> AIM OF THE EXERCISE:
All of the entries are to be written out again verbatim.

> DATA SUPPLIED:
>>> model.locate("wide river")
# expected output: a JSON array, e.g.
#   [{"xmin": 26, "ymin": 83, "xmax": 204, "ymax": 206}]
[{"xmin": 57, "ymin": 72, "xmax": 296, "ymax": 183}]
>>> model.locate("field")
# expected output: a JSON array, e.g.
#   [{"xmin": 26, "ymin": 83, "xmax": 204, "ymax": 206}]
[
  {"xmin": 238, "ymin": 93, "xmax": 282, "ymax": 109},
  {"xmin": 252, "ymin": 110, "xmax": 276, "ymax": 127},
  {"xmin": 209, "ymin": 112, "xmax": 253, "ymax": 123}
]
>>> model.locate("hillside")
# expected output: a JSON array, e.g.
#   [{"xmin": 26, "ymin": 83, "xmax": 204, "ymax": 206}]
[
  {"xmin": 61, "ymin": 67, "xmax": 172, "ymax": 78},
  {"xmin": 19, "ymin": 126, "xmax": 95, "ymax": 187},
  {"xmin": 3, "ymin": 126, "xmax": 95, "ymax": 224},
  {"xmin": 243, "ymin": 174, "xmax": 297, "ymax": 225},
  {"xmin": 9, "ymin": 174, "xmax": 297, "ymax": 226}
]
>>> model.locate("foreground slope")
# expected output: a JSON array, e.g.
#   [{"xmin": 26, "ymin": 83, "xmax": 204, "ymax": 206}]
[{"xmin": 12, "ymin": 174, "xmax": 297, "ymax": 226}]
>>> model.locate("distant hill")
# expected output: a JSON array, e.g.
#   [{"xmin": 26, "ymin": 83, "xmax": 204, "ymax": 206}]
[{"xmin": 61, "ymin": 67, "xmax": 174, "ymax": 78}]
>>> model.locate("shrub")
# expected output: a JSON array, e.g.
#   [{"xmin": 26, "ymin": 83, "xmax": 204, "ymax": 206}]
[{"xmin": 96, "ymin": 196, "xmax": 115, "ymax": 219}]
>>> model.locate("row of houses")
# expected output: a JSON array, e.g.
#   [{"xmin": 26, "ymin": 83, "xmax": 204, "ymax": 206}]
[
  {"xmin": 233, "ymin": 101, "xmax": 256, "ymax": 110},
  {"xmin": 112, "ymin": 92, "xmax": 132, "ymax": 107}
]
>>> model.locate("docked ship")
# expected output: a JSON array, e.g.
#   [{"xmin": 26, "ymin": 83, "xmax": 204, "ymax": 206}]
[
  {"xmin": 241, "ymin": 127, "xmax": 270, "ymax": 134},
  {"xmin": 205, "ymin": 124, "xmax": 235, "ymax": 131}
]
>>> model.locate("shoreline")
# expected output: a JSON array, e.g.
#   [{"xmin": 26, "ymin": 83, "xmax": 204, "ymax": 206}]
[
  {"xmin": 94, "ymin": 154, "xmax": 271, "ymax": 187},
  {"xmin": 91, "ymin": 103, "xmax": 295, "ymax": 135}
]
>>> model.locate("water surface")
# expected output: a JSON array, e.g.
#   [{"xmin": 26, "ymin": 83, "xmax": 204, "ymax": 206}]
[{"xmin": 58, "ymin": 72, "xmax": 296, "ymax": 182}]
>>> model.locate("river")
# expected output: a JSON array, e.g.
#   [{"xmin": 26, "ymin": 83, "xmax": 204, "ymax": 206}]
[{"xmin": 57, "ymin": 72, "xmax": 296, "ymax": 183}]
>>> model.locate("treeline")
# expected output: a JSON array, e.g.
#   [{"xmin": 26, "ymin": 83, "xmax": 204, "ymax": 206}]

> WRITTEN ANSWER:
>>> model.locate("wide river")
# expected output: a JSON array, e.g.
#   [{"xmin": 26, "ymin": 83, "xmax": 204, "ymax": 206}]
[{"xmin": 57, "ymin": 72, "xmax": 296, "ymax": 183}]
>>> model.locate("field")
# expected output: a JSON array, e.g.
#   [{"xmin": 26, "ymin": 83, "xmax": 204, "ymax": 206}]
[
  {"xmin": 238, "ymin": 93, "xmax": 282, "ymax": 109},
  {"xmin": 252, "ymin": 110, "xmax": 276, "ymax": 127},
  {"xmin": 209, "ymin": 112, "xmax": 253, "ymax": 123}
]
>>> model.locate("hillside")
# expected output: a JSON array, e.g.
#   [{"xmin": 26, "ymin": 83, "xmax": 204, "ymax": 206}]
[
  {"xmin": 61, "ymin": 67, "xmax": 172, "ymax": 78},
  {"xmin": 19, "ymin": 126, "xmax": 95, "ymax": 187},
  {"xmin": 3, "ymin": 126, "xmax": 95, "ymax": 224},
  {"xmin": 243, "ymin": 174, "xmax": 297, "ymax": 225},
  {"xmin": 9, "ymin": 174, "xmax": 297, "ymax": 226}
]
>>> model.locate("foreground slope")
# expected output: a JSON array, e.g.
#   [{"xmin": 26, "ymin": 83, "xmax": 204, "ymax": 206}]
[{"xmin": 12, "ymin": 174, "xmax": 297, "ymax": 226}]
>>> model.locate("distant hill")
# expected output: a JSON array, e.g.
#   [{"xmin": 26, "ymin": 83, "xmax": 204, "ymax": 206}]
[{"xmin": 61, "ymin": 67, "xmax": 174, "ymax": 78}]
>>> model.locate("shrub")
# expected output: a JSON array, e.g.
#   [{"xmin": 26, "ymin": 83, "xmax": 204, "ymax": 206}]
[{"xmin": 96, "ymin": 196, "xmax": 115, "ymax": 219}]
>>> model.locate("row of houses")
# expected output: a JSON array, e.g.
#   [{"xmin": 26, "ymin": 83, "xmax": 204, "ymax": 206}]
[
  {"xmin": 233, "ymin": 101, "xmax": 256, "ymax": 110},
  {"xmin": 112, "ymin": 92, "xmax": 132, "ymax": 107}
]
>>> model.locate("docked ship")
# expected output: a JSON array, e.g.
#   [{"xmin": 26, "ymin": 83, "xmax": 204, "ymax": 206}]
[
  {"xmin": 241, "ymin": 127, "xmax": 270, "ymax": 134},
  {"xmin": 205, "ymin": 124, "xmax": 235, "ymax": 131}
]
>>> model.locate("shoreline")
# expected output: a JSON array, e.g.
#   [{"xmin": 26, "ymin": 83, "xmax": 204, "ymax": 206}]
[
  {"xmin": 94, "ymin": 154, "xmax": 271, "ymax": 187},
  {"xmin": 91, "ymin": 103, "xmax": 295, "ymax": 135}
]
>>> model.locate("water surface")
# expected output: a JSON array, e.g.
#   [{"xmin": 26, "ymin": 83, "xmax": 204, "ymax": 206}]
[{"xmin": 58, "ymin": 72, "xmax": 296, "ymax": 182}]
>>> model.locate("river")
# expected output: a JSON array, e.g.
#   [{"xmin": 26, "ymin": 83, "xmax": 204, "ymax": 206}]
[{"xmin": 57, "ymin": 72, "xmax": 296, "ymax": 183}]
>>> model.locate("treeline")
# expected output: a JSON array, e.g.
#   [{"xmin": 26, "ymin": 83, "xmax": 204, "ymax": 206}]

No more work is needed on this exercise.